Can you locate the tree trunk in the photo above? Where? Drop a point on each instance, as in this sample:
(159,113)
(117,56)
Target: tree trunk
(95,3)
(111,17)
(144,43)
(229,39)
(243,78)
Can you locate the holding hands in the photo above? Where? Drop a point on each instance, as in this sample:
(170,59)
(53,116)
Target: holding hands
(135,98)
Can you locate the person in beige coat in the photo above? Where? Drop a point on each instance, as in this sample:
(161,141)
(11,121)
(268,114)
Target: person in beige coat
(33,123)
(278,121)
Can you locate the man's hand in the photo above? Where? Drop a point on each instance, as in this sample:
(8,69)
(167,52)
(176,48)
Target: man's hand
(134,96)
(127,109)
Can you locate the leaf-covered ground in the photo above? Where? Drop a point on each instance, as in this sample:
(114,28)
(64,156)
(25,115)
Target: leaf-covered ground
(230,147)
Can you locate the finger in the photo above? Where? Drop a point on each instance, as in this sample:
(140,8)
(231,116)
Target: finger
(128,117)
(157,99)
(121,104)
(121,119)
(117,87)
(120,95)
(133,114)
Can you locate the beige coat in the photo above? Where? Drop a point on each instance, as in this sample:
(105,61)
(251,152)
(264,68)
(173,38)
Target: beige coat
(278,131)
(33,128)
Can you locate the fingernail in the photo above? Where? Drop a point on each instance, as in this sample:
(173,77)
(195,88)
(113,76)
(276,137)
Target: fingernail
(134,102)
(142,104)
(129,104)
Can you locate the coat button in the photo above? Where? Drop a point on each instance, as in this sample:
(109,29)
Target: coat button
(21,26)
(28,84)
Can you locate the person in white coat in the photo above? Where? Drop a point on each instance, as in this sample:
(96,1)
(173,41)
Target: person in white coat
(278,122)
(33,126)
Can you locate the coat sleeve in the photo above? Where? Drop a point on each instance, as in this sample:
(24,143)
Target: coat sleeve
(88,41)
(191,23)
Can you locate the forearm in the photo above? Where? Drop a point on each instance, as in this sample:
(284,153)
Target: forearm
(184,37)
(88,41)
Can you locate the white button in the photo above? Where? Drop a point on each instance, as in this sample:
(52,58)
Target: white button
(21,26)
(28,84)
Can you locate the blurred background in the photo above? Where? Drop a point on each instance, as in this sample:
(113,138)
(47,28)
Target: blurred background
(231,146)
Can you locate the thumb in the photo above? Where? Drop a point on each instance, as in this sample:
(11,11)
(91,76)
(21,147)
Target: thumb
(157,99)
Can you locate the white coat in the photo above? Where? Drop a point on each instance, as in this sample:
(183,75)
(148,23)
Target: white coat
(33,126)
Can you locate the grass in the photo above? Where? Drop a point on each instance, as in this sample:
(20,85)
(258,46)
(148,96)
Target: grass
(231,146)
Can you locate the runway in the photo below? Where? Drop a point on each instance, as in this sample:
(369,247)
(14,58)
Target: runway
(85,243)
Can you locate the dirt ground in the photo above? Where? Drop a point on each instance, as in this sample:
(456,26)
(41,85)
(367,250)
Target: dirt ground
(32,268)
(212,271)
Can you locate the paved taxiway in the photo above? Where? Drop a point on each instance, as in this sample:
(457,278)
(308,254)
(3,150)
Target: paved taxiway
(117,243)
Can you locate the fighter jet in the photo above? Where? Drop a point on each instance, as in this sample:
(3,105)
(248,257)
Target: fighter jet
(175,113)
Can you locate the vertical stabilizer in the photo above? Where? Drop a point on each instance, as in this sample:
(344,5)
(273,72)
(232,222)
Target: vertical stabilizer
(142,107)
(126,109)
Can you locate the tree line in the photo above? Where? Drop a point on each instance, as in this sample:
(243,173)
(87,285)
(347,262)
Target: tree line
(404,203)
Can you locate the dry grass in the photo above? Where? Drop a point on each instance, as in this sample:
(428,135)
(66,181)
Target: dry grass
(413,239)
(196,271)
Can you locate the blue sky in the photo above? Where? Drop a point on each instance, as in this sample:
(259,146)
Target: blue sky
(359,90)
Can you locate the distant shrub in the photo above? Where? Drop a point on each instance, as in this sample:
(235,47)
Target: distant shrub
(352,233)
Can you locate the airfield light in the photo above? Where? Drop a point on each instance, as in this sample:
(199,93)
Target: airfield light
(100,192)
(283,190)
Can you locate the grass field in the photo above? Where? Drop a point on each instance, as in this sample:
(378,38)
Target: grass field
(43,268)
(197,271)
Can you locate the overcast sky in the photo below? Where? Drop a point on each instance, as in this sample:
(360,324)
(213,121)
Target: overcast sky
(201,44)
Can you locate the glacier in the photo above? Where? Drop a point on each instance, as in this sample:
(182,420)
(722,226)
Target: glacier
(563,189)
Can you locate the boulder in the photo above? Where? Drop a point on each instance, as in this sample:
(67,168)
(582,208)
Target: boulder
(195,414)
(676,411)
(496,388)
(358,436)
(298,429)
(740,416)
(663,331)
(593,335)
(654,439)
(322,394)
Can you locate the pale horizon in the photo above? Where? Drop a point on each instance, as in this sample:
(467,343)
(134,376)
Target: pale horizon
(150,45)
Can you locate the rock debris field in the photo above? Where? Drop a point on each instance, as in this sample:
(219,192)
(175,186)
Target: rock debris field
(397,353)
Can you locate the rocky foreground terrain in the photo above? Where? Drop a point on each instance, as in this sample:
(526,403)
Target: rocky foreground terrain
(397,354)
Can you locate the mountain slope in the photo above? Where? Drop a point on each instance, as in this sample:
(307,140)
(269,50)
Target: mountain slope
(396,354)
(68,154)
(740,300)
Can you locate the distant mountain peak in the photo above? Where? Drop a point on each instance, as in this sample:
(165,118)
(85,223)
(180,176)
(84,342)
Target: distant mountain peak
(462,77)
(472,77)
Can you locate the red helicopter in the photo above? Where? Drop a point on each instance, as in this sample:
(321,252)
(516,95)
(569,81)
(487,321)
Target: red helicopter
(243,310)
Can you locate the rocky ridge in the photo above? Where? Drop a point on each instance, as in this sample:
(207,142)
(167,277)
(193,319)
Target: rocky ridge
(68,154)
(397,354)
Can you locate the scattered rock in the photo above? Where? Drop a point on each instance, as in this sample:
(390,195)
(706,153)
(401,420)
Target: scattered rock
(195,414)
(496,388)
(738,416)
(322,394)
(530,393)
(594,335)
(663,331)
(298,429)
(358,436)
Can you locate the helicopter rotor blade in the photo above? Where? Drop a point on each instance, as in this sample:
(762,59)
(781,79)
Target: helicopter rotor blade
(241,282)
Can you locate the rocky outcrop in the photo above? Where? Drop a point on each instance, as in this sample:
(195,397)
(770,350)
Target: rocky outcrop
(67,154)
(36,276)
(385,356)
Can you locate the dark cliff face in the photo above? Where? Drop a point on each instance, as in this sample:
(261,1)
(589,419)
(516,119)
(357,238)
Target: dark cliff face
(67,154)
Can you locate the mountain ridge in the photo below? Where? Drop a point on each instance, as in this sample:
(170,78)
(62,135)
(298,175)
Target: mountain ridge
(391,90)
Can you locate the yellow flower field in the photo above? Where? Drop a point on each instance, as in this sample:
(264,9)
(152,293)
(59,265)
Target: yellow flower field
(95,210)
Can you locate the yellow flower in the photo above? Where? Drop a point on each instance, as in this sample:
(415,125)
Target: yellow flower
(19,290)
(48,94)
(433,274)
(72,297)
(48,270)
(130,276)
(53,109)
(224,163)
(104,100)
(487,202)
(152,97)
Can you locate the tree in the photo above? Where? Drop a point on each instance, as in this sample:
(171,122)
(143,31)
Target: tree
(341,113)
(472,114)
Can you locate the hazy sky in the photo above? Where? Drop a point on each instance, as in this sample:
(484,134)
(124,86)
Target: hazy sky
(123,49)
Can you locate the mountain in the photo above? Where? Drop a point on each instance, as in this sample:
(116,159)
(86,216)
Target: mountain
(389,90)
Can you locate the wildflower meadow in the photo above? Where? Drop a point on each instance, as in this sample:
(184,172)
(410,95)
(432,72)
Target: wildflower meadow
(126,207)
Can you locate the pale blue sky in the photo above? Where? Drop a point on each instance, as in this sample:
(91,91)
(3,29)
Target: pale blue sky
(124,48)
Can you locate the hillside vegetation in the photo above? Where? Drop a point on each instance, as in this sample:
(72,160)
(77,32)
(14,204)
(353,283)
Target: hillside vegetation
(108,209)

+--

*What you should do*
Using the material above, find each line that holds "below" and copy that line.

*Written response*
Can you locate the runway in the photo below? Where? Drop a point on each instance, as in this sample:
Can you locate the overcast sky in the photo below? Where? Drop a point on each instance, as in this sample:
Can you locate the mountain ridge in the photo below? Where? Drop a point on each instance, as in this sample:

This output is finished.